| Task to complete |
Could you switch "photo" to "image" throughout the stretch from the start of the records through the line containing "<point>839,216</point>", keeping everything else the same and leaving the pictures out of your answer?

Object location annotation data
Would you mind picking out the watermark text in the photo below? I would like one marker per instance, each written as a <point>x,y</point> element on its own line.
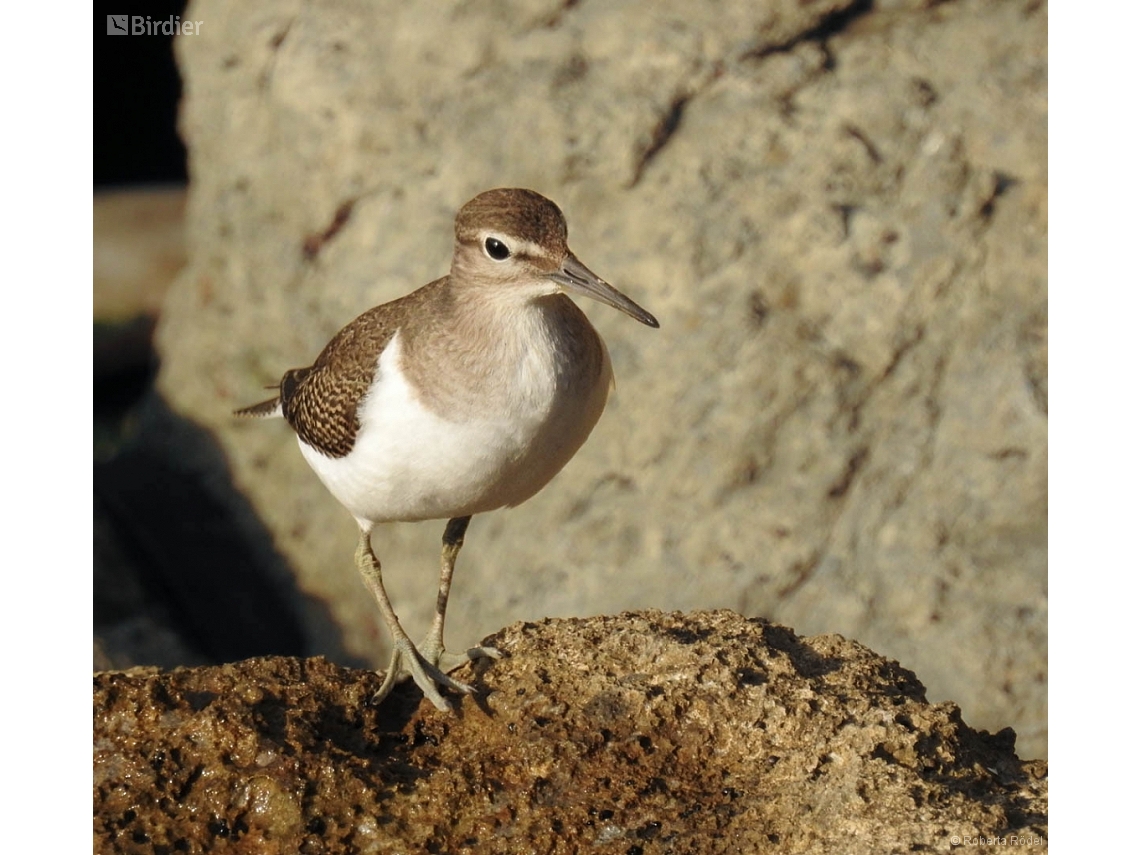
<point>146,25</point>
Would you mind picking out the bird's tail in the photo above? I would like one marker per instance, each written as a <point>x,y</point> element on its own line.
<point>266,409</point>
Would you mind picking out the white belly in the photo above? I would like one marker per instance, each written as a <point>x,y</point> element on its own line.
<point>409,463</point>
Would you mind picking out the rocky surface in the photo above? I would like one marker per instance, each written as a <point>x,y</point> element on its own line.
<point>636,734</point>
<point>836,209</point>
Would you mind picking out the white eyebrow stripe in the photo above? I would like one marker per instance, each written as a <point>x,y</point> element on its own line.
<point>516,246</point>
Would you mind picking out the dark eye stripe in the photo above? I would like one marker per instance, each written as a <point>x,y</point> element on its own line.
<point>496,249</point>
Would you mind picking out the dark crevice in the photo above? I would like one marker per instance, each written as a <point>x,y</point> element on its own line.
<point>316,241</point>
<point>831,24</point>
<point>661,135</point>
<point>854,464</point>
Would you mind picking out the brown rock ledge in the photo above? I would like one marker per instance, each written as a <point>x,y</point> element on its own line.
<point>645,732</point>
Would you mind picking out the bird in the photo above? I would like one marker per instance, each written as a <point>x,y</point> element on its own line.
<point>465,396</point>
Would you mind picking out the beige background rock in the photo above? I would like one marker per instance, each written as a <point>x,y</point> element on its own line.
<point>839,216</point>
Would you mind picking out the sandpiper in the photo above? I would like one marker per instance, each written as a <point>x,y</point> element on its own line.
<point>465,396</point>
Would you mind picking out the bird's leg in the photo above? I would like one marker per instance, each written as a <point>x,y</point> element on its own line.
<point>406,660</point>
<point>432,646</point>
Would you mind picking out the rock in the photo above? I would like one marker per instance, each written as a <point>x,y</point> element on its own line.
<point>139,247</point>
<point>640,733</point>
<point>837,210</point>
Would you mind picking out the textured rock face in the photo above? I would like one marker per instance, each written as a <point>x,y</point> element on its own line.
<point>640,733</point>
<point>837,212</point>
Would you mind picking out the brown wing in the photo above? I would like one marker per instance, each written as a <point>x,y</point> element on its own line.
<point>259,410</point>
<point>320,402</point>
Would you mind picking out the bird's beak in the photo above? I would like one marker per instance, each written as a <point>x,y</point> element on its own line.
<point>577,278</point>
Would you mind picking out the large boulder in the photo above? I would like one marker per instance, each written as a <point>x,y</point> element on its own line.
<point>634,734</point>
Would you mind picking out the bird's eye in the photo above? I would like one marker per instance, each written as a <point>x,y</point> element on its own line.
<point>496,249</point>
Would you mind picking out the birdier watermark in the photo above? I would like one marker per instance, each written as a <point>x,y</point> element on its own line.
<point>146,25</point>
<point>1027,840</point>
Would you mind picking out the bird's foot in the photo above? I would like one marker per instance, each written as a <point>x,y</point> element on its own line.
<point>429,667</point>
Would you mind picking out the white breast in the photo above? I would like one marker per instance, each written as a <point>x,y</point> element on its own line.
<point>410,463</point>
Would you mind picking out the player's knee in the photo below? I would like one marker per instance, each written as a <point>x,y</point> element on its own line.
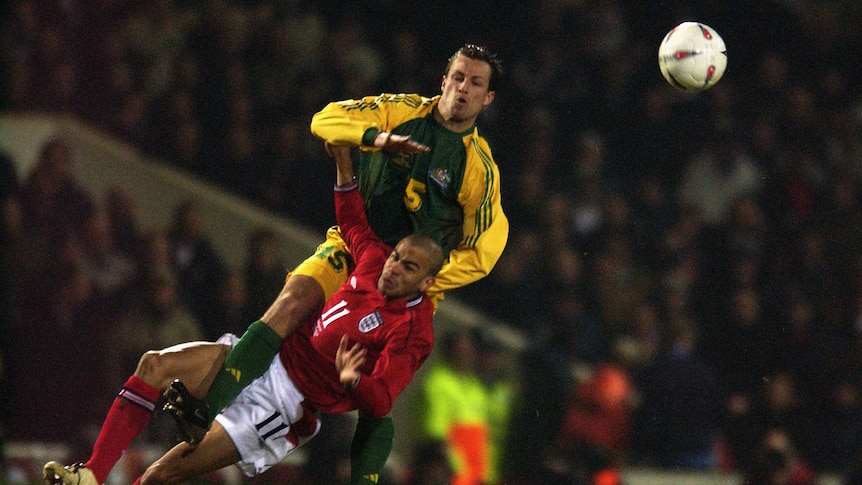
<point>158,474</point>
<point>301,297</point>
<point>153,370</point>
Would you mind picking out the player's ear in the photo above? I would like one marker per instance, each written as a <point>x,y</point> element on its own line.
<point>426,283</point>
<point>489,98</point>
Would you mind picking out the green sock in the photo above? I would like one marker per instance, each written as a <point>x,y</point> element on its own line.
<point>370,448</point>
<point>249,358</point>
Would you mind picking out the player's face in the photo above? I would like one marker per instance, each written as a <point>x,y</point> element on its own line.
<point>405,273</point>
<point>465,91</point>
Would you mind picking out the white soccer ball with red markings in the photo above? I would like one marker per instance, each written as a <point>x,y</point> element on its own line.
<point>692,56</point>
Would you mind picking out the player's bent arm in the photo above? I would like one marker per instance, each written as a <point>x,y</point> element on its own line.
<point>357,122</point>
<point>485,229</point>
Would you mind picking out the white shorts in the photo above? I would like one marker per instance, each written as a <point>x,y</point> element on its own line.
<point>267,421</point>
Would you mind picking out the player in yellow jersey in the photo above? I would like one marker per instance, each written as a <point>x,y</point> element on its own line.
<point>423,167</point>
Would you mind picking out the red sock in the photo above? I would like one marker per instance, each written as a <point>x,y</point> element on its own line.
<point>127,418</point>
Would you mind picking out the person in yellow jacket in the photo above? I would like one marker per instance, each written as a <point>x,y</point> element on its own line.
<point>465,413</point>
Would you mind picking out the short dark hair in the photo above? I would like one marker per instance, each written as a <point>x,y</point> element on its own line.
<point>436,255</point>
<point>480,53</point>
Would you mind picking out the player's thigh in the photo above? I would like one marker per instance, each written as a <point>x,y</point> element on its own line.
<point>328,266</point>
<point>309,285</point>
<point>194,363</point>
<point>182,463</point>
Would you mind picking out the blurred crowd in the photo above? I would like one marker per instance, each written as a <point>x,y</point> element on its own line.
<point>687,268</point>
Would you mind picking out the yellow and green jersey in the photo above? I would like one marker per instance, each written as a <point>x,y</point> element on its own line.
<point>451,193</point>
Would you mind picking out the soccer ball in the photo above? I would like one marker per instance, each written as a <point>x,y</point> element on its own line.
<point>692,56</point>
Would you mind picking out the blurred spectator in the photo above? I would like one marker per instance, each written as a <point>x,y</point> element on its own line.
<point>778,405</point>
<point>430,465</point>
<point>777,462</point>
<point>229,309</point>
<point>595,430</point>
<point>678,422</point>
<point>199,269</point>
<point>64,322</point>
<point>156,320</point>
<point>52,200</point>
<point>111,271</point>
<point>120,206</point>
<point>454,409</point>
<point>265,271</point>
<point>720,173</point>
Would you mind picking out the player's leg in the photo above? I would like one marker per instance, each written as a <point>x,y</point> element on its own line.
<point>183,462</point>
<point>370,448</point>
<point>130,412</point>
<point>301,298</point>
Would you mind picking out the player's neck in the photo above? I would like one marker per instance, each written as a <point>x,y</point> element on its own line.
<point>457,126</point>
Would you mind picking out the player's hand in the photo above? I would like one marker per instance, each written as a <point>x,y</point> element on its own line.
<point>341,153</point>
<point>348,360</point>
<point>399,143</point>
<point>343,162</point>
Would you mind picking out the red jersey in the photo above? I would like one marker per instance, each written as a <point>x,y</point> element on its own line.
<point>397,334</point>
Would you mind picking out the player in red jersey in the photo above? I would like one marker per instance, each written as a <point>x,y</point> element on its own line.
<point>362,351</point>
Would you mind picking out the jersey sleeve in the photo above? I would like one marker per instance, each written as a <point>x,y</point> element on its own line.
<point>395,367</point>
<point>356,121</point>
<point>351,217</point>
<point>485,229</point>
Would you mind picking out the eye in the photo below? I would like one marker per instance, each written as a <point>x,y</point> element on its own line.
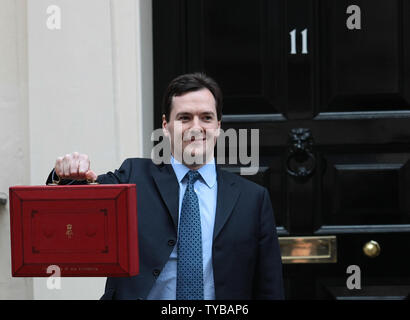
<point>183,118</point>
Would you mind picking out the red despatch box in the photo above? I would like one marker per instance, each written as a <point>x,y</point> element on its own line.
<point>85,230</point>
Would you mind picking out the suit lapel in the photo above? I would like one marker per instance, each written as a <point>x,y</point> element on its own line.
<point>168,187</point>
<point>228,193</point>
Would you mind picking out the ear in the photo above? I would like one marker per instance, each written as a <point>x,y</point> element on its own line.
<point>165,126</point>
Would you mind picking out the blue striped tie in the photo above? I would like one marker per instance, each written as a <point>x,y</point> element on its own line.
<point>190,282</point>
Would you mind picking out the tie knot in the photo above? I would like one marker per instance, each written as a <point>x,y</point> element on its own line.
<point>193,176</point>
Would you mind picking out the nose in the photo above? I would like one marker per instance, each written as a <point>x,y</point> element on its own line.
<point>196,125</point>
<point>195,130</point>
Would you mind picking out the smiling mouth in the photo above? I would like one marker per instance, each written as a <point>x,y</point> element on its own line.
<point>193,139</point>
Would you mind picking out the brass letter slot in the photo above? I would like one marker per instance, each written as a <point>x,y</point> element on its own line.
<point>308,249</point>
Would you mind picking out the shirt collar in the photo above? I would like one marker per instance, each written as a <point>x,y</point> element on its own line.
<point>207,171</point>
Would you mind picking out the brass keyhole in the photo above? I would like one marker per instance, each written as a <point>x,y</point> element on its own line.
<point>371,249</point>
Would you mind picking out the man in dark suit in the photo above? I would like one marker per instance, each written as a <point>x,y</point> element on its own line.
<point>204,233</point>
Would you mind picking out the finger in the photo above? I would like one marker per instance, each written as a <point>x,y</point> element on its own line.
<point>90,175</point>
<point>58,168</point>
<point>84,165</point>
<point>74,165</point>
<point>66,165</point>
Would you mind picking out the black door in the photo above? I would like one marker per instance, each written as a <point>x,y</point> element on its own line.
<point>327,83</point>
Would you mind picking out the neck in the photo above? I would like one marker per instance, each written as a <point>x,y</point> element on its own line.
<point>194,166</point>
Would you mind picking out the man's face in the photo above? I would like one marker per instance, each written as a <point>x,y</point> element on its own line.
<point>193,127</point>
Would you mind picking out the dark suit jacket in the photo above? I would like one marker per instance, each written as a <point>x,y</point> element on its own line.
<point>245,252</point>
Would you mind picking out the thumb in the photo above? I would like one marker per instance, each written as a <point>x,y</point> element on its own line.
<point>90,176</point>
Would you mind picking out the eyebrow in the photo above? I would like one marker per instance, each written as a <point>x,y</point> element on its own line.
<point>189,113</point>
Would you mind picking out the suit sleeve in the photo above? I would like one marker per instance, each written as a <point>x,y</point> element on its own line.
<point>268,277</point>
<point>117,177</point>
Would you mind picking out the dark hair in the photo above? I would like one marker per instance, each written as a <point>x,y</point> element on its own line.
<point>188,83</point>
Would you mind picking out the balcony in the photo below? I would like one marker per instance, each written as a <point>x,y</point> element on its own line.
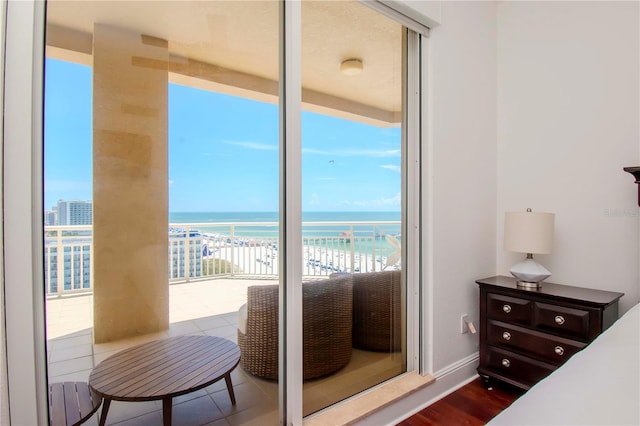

| Finished exercise |
Would you mind picking out the watermark text in the image below? I would like one marker per instance, each written as a <point>x,y</point> element on its own line.
<point>146,25</point>
Would you mind picking out the bird's tail in the image above? I would like one marker per instance, each written as a <point>x,y</point> element on its own line.
<point>266,409</point>
Would you mind picking out the white belly in the image above? I would like one marker per instance, each written as a <point>x,y</point> element on its own line.
<point>409,463</point>
Would you mind picking out the rocky surface in the image above? I would like one marker per instance, each written as a <point>x,y</point> element on its own line.
<point>636,734</point>
<point>836,209</point>
Would you mind picking out the white eyebrow stripe in the image above? I would like one marker per instance, each written as a <point>x,y</point> element on its own line.
<point>516,246</point>
Would you mind picking out the dark eye stripe in the image above? I would like one marker per instance, each written as a <point>x,y</point> element on its own line.
<point>496,249</point>
Would you mind picking out the dark crevice in the image above? I would like one marker per instance, each written as a <point>x,y</point> element on its own line.
<point>316,241</point>
<point>831,24</point>
<point>661,135</point>
<point>854,464</point>
Would you mind picking out the brown rock ledge in the image above? I would like one marker per instance, each written as a <point>x,y</point> element on its own line.
<point>645,732</point>
Would you mind picking out the bird in the image above? I would like one marker per instance, each written as a <point>x,y</point> element on its own line.
<point>465,396</point>
Would you mind picking out the beige background rock in the image above? I would like one marker per instance, each written as a <point>x,y</point> element on its own line.
<point>839,216</point>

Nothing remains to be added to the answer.